Tujuan Tugas:
A: Salin teks tentang GKJ Ambarukmo tanpa mengubah apa pun, mulai dari "YOGYAKARTA, iNewsbadung.id - Gereja" dan berakhir pada "Ngentak, Sapen, Yogyakarta.".
B: Tentukan apakah setiap pernyataan berikut sesuai dengan teks tentang GKJ Ambarukmo, lalu jawab ya atau tidak beserta kutipan persis dari teks yang menjadi penentunya: (i) GKJ Ambarukmo didewasakan pada 17 Mei 1964; (ii) saat didewasakan, jemaat dilayani oleh dua orang tua-tua dan empat orang diaken; (iii) tempat ibadah GKJ Ambarukmo saat didewasakan sudah berada di Jalan Ampel 4.
━━ Teks Sumber
YOGYAKARTA, iNewsbadung.id - Gereja Kristen Jawa (GKJ) Ambarukmo berdiri megah di Jalan Ampel 4, Papringan, Caturtunggal Depok, Sleman, Yogyakarta, semula adalah salah satu Gereja Pepanthan GKJ Gondokusuman (Sawo Kembar), Yogyakarta.
GKJ Ambarukmo didewasakan pada 17 Mei 1964 dengan pendeta konsulen Pdt. Dr. Harun Hadiwiyono (Alm), sedang tempat ibadahnya masih menumpang di Panti Asuhan Rekso Putro, Ngentak, Sapen, Yogyakarta.
Dilansir iNewsbadung.id dari Sejarah Gereja Ambarukmo, saat didewasakan 59 tahun yang lalu, jumlah warga jemaat GKJ Ambarukmo ada 359 jiwa, terdiri dari 183 warga dewasa dan 186 warga anak-anak, dan saat itu dilayani oleh empat orang tua-tua dan dua orang diaken.
Dua tahun berikutnya, tepatnya tanggal 17 Mei 1966, GKJ Ambarukmo meneguhkan Pendeta Marlan Hardjosuwarno menjadi Pendeta GKJ Ambarukmo yang pertama.
━━━━
━━ Cuplikan Data
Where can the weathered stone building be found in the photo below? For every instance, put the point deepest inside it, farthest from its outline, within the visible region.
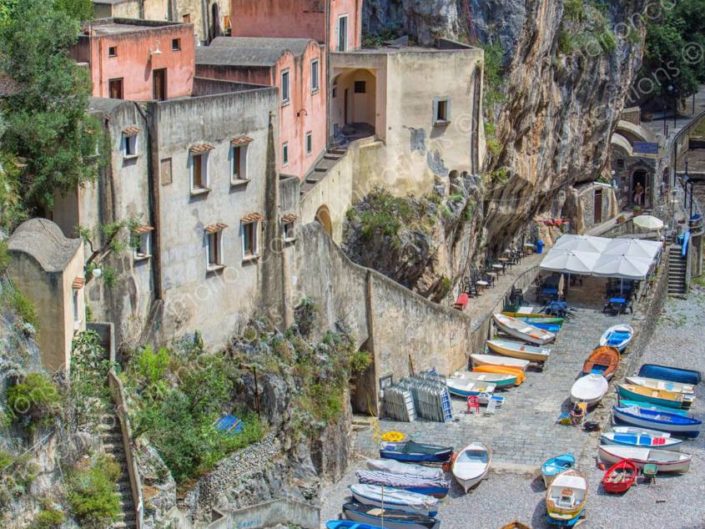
━━━━
Daftar Jawaban:
A:
YOGYAKARTA, iNewsbadung.id - Gereja Kristen Jawa (GKJ) Ambarukmo berdiri megah di Jalan Ampel 4, Papringan, Caturtunggal Depok, Sleman, Yogyakarta, semula adalah salah satu Gereja Pepanthan GKJ Gondokusuman (Sawo Kembar), Yogyakarta.
GKJ Ambarukmo didewasakan pada 17 Mei 1964 dengan pendeta konsulen Pdt. Dr. Harun Hadiwiyono (Alm), sedang tempat ibadahnya masih menumpang di Panti Asuhan Rekso Putro, Ngentak, Sapen, Yogyakarta.

B:
(i) Ya: "GKJ Ambarukmo didewasakan pada 17 Mei 1964"
(ii) Tidak: "dilayani oleh empat orang tua-tua dan dua orang diaken"
(iii) Tidak: "tempat ibadahnya masih menumpang di Panti Asuhan Rekso Putro, Ngentak, Sapen, Yogyakarta"